>> START Provided data
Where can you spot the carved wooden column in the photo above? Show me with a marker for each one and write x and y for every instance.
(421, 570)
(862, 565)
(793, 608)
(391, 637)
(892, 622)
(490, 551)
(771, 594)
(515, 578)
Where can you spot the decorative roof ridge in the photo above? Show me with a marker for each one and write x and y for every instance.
>> END Provided data
— Exercise description —
Reproduce all the rows above in full, multiplying every x and y coordinate in the answers by 0.9 and rounding each result to a whole number, with halves rounded up.

— Solution for this exercise —
Where can you spot the carved wooden column in the photo above? Show me with a marker for each one and write x and y for every instance.
(379, 513)
(776, 509)
(714, 547)
(352, 573)
(803, 560)
(441, 496)
(694, 535)
(464, 520)
Where can you spot the decorative roof ridge in the photo above? Show me with a marker for each one and write x and y for every instance.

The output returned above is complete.